> [ТЕКСТ ДЛЯ РАБОТЫ]:
В названии использовано произведение Лескова «Левша». Музей этот, в названии которого «спрятался» герой известного произведения Николая Лескова о русском мастере, подковавшем «аглицкую блоху», расположен на Итальянской улице. Правда, музей не литературный, а посвящён микроминиатюрам, однако для нас сейчас интересно другое.
Лесков, 190 лет со дня рождения которого отмечалось в феврале, повести этой большого значения не придавал. Сегодня мало кто знает, что свой сказ про искусного тульского мастера писатель сопроводил предисловием (в современных изданиях его уже не печатают), где говорится, что забавный рассказ о «косом Левше и стальной блохе» «есть оружейная легенда и выражает гордость русских мастеров ружейного дела». Почему же именно «ружейного»? Это – одна из загадок творчества Лескова, которого одно время называли «этнографом» и даже «реакционером», а великим русским писателем признали уже много позднее. Как и Достоевский, он предсказал трагическое будущее нашей страны.

> [ЗАДАНИЯ]:
1. Выпишите из текста о Лескове все слова и выражения в кавычках-ёлочках в том порядке, в каком они встречаются.
2. Пожалуйста, перепишите без изменений фрагмент текста о Лескове от «В названии использовано» до «сейчас интересно другое.».

> [ИСХОДНЫЕ ДАННЫЕ]:
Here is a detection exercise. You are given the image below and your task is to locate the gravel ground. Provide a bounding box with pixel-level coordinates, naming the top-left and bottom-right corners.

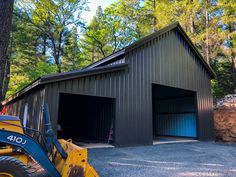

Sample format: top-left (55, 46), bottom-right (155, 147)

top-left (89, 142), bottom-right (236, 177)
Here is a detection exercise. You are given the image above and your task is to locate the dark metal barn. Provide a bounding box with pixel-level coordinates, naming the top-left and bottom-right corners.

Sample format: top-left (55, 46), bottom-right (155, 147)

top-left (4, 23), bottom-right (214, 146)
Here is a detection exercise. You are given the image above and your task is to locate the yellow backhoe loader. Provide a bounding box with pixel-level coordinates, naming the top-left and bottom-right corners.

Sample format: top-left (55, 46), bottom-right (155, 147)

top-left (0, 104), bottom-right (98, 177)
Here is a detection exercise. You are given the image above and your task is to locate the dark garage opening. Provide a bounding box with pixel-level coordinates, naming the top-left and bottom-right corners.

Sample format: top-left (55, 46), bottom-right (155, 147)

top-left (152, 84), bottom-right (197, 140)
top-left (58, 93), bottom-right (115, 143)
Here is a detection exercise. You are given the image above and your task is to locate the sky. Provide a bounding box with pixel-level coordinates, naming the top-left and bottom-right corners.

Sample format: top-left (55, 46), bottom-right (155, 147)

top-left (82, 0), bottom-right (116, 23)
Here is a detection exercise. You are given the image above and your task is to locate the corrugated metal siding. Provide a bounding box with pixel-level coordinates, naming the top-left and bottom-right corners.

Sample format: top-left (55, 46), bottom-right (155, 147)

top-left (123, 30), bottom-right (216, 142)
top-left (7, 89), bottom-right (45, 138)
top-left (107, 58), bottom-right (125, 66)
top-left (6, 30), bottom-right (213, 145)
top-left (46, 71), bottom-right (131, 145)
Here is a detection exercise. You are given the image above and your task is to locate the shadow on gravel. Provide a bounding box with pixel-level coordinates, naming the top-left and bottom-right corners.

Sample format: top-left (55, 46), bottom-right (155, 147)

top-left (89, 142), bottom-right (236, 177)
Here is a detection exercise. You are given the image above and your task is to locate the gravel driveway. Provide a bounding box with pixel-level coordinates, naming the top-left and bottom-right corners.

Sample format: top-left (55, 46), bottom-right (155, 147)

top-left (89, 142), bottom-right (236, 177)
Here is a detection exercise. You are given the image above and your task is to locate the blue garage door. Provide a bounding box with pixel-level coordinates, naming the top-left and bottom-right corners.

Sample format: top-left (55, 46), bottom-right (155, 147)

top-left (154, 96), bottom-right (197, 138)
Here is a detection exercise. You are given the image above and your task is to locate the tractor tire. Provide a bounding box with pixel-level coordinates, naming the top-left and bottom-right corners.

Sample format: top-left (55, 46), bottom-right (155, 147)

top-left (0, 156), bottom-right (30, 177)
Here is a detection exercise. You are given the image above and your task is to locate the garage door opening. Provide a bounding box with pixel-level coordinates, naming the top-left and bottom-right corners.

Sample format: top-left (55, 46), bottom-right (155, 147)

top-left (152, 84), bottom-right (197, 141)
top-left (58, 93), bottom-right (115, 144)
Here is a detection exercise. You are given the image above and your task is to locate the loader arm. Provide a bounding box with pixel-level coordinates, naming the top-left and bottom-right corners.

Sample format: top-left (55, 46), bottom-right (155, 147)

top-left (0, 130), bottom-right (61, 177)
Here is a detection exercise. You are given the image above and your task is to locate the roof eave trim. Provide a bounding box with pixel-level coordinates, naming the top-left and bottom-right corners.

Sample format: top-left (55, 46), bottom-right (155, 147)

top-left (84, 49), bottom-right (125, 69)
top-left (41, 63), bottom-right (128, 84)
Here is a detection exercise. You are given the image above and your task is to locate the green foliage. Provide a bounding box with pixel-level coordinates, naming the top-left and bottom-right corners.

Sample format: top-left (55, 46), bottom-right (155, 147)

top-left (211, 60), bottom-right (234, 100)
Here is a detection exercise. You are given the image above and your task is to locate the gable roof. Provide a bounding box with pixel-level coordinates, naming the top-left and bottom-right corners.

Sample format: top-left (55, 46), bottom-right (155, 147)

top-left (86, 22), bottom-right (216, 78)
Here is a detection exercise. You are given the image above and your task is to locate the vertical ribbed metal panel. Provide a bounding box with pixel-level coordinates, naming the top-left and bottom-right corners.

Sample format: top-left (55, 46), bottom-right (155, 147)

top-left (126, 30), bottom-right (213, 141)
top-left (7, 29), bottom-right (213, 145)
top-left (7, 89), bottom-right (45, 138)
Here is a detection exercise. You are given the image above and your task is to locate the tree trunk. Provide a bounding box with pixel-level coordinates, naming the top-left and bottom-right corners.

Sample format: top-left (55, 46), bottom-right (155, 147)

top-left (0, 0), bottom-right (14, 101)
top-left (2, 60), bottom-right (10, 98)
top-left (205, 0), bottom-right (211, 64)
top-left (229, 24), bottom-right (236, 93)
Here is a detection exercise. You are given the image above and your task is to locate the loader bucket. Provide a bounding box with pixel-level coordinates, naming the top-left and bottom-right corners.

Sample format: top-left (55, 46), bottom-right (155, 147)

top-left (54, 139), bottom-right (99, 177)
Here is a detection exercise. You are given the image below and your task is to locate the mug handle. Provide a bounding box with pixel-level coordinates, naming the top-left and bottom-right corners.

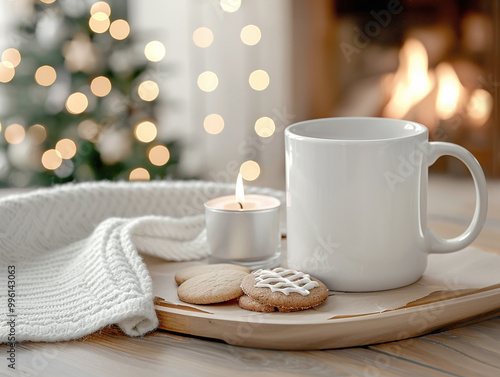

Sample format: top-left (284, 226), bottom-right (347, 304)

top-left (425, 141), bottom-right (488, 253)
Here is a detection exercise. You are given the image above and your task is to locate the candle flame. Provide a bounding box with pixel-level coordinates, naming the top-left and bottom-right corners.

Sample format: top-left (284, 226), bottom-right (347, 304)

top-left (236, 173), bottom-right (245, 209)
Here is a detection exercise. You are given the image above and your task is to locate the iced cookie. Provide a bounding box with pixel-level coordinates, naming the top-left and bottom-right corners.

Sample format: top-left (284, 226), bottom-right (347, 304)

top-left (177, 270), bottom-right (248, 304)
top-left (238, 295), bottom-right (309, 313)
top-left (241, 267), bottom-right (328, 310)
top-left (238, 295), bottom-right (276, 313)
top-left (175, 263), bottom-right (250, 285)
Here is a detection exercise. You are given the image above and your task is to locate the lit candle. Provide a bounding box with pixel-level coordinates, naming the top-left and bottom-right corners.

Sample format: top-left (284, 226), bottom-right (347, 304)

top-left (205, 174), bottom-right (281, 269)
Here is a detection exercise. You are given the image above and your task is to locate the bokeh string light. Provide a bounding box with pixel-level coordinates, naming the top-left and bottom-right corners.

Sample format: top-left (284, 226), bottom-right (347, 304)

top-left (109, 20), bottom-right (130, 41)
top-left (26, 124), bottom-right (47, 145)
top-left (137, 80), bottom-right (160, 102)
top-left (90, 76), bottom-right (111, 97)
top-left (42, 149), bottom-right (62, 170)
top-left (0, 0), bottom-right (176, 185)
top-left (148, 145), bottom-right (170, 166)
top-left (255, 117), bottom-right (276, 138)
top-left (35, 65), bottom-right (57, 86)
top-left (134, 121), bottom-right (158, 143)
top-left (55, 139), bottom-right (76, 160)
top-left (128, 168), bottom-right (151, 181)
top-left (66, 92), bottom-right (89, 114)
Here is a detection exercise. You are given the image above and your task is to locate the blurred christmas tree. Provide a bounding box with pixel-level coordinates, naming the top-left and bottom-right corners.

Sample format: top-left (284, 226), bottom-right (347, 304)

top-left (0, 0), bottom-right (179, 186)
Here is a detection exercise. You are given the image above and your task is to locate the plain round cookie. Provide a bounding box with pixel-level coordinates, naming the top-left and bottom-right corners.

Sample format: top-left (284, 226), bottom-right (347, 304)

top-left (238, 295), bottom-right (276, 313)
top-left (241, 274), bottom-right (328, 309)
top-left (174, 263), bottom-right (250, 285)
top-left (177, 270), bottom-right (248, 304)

> [ОТВЕТЫ К ЗАДАНИЯМ]:
1.
«Левша»
«спрятался»
«аглицкую блоху»
«косом Левше и стальной блохе»
«есть оружейная легенда и выражает гордость русских мастеров ружейного дела»
«ружейного»
«этнографом»
«реакционером»

2.
В названии использовано произведение Лескова «Левша». Музей этот, в названии которого «спрятался» герой известного произведения Николая Лескова о русском мастере, подковавшем «аглицкую блоху», расположен на Итальянской улице. Правда, музей не литературный, а посвящён микроминиатюрам, однако для нас сейчас интересно другое.